=== TASK DESCRIPTION ===
Whichever lines include the word "butterfly", copy them as they appear in the data.

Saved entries
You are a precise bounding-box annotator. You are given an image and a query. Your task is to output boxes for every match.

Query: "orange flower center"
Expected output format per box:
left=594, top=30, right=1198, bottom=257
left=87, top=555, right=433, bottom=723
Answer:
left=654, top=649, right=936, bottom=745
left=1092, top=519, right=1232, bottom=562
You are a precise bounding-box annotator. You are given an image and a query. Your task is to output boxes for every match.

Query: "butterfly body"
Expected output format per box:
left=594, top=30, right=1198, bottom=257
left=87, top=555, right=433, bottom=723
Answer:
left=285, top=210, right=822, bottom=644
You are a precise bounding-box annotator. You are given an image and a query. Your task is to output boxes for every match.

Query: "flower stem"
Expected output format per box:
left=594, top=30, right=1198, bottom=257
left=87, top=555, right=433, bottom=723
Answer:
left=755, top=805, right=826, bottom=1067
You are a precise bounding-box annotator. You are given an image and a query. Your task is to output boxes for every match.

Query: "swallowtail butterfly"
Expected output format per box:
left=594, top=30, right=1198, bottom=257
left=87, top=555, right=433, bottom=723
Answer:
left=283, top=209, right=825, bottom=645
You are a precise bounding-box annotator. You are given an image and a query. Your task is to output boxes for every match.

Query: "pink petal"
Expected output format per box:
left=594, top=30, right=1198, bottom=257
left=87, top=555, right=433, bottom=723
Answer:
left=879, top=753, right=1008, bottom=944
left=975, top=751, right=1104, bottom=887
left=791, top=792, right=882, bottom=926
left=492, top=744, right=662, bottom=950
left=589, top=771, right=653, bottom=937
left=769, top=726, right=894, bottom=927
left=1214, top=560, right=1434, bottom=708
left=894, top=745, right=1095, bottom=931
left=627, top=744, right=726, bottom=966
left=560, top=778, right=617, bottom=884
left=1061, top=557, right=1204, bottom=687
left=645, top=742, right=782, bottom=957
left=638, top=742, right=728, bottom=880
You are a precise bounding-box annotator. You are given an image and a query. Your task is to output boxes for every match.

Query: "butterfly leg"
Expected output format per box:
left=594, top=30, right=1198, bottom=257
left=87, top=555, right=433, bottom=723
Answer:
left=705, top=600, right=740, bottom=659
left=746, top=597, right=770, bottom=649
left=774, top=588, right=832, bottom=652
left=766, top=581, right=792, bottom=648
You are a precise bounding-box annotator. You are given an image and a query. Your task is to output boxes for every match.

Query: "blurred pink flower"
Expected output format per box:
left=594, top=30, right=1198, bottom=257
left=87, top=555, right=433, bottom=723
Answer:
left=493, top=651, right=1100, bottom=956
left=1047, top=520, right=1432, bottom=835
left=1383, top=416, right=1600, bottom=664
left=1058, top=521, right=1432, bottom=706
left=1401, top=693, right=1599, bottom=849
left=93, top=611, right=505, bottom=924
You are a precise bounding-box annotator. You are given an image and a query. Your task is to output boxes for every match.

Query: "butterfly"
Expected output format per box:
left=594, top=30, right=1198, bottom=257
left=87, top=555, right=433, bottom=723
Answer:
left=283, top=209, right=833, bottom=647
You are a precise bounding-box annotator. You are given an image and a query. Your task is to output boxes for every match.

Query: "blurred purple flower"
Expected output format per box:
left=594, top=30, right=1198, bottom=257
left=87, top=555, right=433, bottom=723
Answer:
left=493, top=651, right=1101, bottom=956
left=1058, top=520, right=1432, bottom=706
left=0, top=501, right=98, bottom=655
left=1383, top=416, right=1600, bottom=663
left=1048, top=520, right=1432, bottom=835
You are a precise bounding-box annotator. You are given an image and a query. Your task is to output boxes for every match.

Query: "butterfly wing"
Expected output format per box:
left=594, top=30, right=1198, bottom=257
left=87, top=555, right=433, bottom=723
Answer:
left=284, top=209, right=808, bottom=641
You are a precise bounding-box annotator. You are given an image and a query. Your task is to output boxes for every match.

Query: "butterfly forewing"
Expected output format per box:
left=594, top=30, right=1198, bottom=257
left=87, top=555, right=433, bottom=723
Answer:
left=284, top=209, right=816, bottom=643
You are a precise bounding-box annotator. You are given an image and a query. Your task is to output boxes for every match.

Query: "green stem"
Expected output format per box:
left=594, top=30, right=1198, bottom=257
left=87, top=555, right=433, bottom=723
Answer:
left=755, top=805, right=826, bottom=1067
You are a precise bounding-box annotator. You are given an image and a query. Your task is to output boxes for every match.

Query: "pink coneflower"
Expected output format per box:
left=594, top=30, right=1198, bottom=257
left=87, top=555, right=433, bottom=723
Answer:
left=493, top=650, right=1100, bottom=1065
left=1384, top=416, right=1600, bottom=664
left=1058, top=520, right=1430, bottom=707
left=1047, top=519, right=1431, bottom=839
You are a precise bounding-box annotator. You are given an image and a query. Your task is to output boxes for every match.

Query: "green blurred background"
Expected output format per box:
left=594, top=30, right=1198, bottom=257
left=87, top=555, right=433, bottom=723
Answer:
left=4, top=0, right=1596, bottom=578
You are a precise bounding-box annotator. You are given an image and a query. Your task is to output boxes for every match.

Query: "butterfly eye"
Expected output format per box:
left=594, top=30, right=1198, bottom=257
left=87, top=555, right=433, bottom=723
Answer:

=== WRITTEN ANSWER ===
Query: "butterfly body"
Query: "swallowtail butterfly"
Query: "butterfly leg"
Query: "butterfly"
Query: "butterfly wing"
Query: "butterfly forewing"
Query: "butterfly eye"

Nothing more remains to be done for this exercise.